**WRITTEN REQUEST:** From the line containing "Kindly give the mask of every instance of the bird's tail." down to the last line of the material, return those lines verbatim and only those.

**SOURCE MATERIAL:**
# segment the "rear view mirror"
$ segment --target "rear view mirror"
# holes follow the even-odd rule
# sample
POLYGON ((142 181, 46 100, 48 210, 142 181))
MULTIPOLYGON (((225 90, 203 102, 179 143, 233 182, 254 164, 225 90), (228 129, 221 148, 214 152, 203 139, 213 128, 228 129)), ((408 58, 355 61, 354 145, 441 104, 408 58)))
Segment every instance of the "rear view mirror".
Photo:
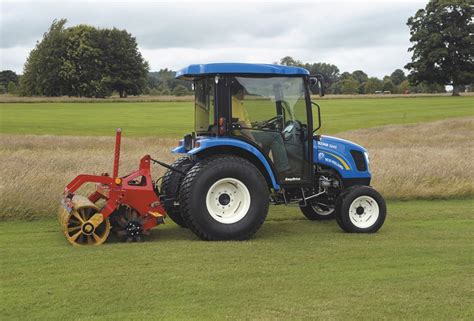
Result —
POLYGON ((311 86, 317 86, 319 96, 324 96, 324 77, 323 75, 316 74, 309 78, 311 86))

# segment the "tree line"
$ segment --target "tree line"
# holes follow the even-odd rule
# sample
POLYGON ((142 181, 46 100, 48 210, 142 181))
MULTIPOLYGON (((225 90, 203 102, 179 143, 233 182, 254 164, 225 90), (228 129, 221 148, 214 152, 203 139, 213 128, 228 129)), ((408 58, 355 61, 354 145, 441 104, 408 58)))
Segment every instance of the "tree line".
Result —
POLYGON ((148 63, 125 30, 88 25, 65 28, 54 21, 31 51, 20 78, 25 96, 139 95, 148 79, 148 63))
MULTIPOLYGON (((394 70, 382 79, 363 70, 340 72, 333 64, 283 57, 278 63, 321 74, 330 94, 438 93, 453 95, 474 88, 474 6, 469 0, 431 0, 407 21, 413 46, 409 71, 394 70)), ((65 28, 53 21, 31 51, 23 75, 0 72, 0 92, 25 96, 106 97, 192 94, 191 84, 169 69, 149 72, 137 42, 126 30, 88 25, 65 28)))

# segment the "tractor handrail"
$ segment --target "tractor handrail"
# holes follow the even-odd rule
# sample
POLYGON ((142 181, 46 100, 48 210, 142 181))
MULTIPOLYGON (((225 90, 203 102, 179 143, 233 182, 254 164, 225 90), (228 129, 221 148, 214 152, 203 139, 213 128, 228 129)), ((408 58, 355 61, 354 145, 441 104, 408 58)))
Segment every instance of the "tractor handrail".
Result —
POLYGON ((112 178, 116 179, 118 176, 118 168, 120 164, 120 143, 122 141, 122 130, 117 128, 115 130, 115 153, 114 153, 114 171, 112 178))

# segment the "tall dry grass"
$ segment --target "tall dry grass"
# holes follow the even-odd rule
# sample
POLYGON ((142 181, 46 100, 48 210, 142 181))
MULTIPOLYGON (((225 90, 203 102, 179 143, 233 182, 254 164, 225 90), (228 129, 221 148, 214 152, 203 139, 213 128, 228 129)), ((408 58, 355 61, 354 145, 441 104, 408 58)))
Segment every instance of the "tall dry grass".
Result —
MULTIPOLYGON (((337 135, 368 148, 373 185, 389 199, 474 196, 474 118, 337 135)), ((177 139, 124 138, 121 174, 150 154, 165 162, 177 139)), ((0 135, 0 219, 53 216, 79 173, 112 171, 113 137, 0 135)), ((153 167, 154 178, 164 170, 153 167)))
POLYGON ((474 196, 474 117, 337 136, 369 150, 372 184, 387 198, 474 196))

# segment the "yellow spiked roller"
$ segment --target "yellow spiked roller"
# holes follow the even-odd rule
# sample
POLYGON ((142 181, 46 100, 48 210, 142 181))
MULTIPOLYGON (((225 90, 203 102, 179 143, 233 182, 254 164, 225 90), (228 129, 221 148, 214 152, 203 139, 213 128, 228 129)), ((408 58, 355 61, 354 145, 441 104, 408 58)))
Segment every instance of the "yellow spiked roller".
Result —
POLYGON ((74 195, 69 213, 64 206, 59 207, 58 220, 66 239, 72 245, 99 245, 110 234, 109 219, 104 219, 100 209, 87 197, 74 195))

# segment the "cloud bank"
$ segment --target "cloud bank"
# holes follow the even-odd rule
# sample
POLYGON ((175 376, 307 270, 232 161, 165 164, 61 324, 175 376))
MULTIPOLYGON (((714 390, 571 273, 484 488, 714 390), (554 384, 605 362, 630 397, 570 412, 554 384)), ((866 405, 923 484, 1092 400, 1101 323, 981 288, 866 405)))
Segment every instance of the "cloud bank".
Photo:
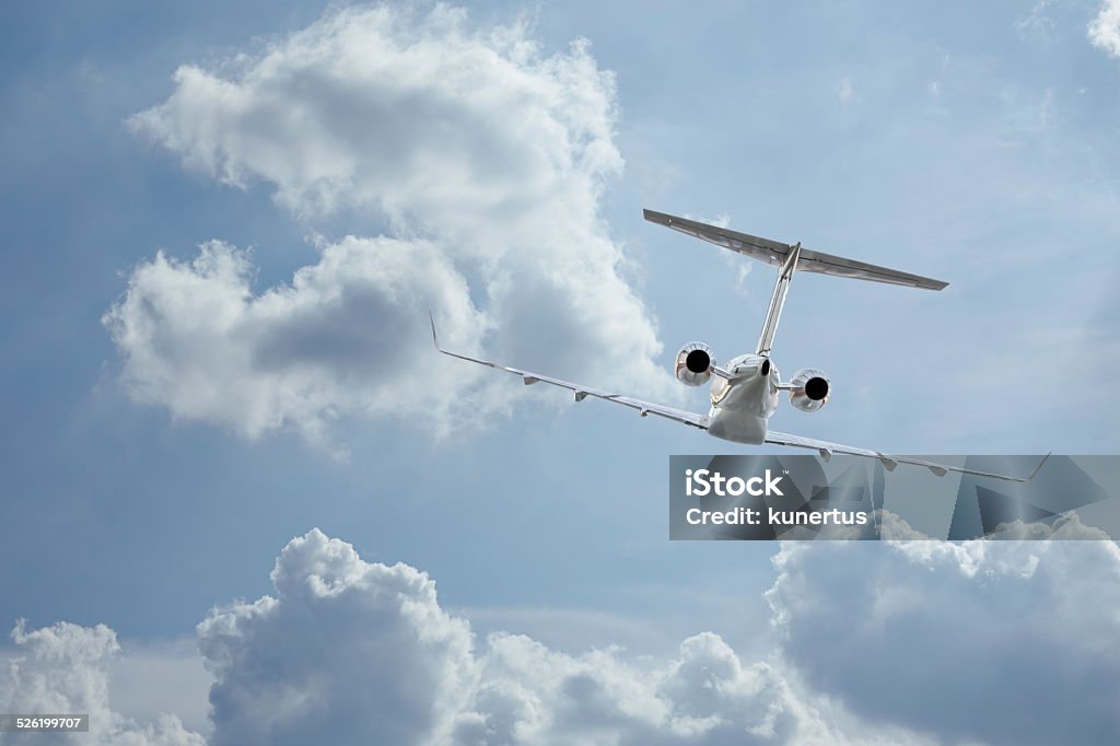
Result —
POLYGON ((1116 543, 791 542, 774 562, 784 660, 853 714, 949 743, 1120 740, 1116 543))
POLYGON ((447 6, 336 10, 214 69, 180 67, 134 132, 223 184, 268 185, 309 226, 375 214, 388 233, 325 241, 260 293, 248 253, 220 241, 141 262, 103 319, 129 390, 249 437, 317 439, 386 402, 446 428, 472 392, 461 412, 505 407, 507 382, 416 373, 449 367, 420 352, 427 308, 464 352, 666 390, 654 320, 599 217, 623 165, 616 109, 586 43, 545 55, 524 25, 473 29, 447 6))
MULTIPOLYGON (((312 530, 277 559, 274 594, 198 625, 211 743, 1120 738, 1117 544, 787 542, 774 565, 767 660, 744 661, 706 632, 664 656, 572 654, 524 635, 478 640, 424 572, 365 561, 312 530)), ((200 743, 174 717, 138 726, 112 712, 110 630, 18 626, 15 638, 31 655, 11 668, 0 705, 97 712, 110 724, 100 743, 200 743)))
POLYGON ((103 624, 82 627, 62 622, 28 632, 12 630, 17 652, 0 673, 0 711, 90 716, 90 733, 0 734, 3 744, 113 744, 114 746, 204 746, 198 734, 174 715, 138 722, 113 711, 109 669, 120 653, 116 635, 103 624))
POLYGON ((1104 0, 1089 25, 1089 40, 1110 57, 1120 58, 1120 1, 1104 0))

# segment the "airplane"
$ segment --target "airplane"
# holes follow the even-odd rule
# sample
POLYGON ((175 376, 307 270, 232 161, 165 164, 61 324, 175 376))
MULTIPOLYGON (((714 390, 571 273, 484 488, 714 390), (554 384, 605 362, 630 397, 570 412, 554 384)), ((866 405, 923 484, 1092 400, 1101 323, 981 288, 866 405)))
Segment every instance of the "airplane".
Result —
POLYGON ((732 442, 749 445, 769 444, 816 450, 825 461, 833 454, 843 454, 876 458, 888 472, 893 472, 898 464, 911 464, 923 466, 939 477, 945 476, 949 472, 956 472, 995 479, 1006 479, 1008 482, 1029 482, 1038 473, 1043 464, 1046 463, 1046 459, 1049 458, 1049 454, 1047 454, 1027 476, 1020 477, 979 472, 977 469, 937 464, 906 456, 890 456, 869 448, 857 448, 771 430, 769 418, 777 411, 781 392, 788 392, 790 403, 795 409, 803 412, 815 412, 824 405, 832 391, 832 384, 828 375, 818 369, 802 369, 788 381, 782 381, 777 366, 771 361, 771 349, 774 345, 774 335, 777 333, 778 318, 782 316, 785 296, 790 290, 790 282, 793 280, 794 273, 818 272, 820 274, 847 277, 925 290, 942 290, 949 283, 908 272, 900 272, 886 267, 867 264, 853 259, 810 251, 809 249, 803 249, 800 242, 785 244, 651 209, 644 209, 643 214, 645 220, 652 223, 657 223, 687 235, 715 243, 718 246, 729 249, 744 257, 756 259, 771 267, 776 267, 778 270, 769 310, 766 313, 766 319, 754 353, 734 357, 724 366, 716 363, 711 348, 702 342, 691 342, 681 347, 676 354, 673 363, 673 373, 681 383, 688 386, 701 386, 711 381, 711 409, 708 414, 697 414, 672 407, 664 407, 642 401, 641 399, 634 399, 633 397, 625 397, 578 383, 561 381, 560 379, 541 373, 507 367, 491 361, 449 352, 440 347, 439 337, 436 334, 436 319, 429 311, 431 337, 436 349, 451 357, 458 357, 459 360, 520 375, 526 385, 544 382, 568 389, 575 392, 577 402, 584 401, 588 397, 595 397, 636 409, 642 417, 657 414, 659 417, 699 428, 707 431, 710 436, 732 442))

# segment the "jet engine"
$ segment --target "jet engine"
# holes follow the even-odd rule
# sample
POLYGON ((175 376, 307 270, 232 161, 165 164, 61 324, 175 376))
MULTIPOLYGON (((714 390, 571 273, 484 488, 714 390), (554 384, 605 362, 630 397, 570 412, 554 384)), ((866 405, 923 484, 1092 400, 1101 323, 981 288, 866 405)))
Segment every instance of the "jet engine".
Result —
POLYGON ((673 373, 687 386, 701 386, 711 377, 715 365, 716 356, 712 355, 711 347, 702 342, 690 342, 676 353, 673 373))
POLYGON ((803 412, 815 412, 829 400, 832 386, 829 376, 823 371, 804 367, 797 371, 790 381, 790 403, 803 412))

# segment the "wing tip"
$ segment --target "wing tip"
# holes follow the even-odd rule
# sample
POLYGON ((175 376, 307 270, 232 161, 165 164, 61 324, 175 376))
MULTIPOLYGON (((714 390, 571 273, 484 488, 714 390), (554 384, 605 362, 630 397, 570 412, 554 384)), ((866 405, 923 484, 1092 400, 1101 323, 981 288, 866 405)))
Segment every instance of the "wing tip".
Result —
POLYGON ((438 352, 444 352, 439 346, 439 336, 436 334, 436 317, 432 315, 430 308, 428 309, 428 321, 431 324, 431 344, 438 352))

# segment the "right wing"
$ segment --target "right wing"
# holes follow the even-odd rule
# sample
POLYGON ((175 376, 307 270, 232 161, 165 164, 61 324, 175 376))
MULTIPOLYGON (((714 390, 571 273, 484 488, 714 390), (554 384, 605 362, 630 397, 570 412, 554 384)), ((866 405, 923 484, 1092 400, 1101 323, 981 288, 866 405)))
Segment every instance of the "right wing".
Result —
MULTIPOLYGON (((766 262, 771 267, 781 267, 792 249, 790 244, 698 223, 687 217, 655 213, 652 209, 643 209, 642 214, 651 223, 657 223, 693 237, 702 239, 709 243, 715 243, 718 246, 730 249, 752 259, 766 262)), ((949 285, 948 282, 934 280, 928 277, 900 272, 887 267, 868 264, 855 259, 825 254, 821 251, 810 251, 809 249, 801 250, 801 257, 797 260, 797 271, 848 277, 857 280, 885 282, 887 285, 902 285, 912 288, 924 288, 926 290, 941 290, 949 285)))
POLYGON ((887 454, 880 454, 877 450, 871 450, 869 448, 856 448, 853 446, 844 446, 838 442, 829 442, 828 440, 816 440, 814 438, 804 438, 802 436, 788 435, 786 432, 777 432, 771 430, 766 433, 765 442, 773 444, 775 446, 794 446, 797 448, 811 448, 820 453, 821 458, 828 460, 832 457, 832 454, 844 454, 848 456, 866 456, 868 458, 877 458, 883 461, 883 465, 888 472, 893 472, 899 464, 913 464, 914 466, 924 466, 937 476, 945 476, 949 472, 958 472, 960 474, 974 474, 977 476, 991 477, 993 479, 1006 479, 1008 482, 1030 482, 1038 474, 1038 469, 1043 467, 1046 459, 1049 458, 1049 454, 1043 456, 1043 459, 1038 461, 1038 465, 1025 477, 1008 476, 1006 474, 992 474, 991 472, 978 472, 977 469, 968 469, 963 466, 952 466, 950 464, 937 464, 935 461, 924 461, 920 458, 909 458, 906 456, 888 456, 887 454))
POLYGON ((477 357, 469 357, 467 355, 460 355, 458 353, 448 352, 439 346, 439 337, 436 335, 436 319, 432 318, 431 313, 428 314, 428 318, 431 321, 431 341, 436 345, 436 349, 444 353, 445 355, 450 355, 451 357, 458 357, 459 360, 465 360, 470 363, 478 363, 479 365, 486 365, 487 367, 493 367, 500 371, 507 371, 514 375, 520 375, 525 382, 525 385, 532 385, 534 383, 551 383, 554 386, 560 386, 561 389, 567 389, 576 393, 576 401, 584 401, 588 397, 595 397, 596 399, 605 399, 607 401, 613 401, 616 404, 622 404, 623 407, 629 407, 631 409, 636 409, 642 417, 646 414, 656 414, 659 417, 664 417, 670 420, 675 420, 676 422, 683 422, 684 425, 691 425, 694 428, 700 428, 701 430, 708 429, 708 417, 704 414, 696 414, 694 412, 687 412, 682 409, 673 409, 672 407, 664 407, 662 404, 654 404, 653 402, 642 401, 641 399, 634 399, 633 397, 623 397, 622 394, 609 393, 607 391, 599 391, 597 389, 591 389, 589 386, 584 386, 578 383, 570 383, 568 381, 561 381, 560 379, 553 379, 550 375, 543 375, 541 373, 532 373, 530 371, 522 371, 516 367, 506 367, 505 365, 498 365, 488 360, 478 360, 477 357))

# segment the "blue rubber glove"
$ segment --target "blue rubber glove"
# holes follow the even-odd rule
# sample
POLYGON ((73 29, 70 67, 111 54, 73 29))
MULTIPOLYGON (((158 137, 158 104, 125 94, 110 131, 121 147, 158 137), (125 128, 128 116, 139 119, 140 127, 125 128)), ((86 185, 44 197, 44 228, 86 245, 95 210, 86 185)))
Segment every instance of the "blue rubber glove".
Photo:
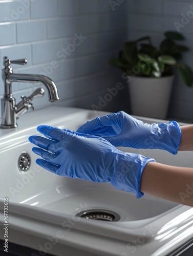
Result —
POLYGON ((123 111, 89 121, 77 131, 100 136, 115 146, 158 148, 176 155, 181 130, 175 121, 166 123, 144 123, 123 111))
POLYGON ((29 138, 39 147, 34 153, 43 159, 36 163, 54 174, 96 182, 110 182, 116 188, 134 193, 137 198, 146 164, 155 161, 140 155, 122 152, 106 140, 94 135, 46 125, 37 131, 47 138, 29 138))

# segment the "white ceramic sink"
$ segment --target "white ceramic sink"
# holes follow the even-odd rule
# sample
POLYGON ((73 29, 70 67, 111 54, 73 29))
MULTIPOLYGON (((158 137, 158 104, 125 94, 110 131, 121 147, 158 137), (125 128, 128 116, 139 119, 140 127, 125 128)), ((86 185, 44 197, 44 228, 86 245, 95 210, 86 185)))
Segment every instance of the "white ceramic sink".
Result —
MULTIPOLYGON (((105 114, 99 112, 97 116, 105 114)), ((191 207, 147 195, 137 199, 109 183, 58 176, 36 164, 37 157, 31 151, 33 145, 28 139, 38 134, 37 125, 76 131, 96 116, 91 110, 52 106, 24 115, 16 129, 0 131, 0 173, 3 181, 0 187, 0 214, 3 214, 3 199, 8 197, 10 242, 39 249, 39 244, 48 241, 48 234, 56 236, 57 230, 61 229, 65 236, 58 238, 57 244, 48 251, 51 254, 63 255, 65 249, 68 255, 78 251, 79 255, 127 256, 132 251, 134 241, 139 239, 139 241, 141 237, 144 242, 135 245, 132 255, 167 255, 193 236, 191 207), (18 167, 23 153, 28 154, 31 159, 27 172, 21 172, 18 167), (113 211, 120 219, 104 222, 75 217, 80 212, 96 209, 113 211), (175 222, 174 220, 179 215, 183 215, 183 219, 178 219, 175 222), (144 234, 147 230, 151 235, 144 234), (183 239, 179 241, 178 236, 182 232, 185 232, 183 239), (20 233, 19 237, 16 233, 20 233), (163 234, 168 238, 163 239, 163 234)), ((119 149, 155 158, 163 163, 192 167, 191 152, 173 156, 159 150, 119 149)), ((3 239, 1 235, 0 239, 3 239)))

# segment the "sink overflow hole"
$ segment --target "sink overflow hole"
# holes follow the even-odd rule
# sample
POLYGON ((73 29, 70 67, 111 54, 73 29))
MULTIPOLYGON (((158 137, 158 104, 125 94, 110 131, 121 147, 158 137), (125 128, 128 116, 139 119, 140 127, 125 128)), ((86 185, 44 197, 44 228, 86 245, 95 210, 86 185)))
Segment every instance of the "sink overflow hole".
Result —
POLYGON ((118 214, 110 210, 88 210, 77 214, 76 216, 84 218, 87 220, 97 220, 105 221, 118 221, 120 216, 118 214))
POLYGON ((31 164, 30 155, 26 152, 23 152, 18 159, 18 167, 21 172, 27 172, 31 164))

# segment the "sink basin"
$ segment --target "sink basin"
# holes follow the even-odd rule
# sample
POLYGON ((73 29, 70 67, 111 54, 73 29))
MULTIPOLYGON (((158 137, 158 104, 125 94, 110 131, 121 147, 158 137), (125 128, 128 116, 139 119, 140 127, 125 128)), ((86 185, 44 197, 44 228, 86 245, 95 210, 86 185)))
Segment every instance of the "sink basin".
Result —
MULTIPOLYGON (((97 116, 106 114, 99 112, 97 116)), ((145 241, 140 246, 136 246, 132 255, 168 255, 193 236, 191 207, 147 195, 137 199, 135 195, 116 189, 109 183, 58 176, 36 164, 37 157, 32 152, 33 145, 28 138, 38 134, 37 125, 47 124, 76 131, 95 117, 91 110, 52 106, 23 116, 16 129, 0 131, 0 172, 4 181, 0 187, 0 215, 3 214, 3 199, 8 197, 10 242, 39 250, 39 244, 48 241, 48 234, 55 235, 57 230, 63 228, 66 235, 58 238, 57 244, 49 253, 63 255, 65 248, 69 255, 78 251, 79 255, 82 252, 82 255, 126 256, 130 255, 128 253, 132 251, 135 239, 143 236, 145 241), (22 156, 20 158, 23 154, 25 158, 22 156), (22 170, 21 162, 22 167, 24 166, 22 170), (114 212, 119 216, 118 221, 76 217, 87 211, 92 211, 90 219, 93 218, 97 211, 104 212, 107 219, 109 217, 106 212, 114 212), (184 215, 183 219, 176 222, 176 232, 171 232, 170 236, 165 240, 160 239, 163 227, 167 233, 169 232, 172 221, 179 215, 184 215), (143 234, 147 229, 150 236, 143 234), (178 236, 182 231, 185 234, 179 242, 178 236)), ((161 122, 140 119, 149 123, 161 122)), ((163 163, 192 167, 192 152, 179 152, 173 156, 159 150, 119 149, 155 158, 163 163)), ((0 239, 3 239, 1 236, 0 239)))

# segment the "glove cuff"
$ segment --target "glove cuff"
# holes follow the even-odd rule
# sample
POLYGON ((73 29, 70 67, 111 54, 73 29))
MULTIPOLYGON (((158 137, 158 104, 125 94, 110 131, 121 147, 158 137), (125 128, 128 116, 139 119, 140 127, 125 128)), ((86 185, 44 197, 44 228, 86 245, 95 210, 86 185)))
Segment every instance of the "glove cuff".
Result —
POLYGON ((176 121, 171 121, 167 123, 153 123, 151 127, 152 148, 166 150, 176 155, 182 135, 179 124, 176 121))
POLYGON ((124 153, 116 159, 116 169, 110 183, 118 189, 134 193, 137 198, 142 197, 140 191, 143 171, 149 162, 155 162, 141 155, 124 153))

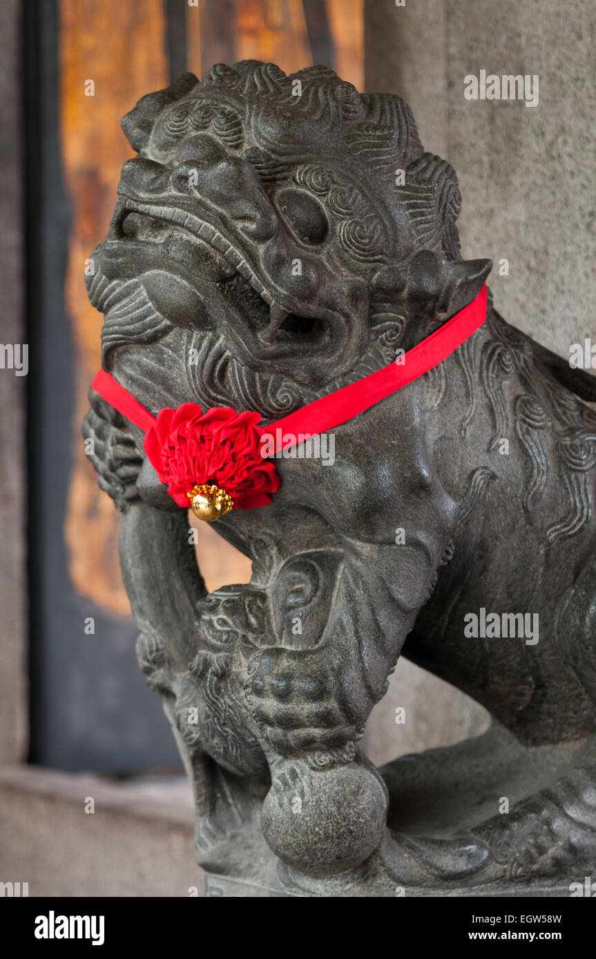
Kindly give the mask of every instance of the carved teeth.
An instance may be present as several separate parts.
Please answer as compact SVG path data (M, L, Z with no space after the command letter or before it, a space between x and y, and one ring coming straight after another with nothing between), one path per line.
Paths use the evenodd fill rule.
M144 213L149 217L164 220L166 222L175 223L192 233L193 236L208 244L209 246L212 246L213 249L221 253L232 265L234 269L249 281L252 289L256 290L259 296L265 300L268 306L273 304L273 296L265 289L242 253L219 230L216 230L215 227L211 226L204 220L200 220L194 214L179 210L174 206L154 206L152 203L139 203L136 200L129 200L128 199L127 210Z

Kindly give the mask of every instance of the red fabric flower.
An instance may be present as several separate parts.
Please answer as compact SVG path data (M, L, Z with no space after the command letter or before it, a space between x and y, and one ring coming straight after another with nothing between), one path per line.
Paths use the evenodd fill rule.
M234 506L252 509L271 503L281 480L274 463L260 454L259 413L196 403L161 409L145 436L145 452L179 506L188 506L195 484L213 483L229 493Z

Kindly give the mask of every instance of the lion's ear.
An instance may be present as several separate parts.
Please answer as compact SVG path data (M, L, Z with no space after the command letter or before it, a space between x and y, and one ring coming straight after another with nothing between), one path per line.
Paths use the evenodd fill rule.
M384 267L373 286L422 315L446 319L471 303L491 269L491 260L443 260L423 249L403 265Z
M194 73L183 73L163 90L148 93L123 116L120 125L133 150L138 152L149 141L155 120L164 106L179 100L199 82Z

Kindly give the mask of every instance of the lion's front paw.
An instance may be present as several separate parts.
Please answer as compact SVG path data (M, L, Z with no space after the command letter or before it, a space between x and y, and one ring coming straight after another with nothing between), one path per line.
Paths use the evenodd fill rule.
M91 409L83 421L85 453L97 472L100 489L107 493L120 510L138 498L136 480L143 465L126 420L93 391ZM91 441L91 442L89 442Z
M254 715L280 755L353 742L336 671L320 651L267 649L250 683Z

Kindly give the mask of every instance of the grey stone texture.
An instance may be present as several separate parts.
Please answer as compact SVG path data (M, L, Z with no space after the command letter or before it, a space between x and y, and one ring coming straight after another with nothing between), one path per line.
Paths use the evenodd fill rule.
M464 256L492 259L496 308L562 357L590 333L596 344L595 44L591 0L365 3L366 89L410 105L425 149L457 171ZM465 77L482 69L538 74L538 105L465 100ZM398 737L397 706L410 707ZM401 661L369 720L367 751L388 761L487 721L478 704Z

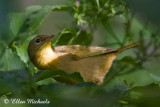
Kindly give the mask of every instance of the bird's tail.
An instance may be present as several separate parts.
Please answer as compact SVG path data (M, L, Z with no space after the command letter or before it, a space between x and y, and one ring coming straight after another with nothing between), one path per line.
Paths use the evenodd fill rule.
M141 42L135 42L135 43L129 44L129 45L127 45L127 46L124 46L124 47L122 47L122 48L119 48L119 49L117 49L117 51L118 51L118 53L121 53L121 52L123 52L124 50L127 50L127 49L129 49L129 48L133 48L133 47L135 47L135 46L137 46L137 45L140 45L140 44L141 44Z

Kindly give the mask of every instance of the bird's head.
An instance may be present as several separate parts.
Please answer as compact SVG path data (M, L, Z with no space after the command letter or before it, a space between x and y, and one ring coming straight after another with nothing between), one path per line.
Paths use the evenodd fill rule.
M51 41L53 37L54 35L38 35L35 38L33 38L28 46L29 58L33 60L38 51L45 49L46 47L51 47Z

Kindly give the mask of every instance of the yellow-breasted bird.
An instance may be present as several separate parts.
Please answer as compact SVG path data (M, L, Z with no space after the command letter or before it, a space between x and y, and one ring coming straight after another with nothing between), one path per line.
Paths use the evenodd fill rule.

**EXERCISE RESULT:**
Kindly give the mask of every instance of the bird's tail.
An instance may be present as several separate parts.
Please answer as compact SVG path data (M, L, Z with no space after the command letter or before it, a space between x and y, and one ring coming straight after another with nothing between), one path per line.
Paths use the evenodd fill rule.
M141 42L135 42L135 43L129 44L129 45L127 45L127 46L124 46L124 47L122 47L122 48L119 48L119 49L117 49L117 51L118 51L118 53L121 53L121 52L123 52L124 50L127 50L127 49L129 49L129 48L133 48L133 47L135 47L135 46L137 46L137 45L140 45L140 44L141 44Z

Kindly give the mask of every instance of the bird's head.
An instance may be present as several separate parts.
Please answer as compact SVG path data (M, L, Z with no space after the command letter or before it, a space between x and y, and one ring coming straight after another with nothing between), one path per line.
Paths use the evenodd fill rule.
M51 41L53 37L54 35L38 35L35 38L33 38L28 46L29 58L33 60L38 51L45 49L46 47L51 47Z

Kindly give the mask of every instance of the yellow-breasted bird.
An instance may be present as several separate parts.
Please answer as compact SVG path data (M, L, Z with no space after the command letter or before it, a space between x and y, and one ring coming straight after another with nothing between), one path per line.
Paths use the evenodd fill rule.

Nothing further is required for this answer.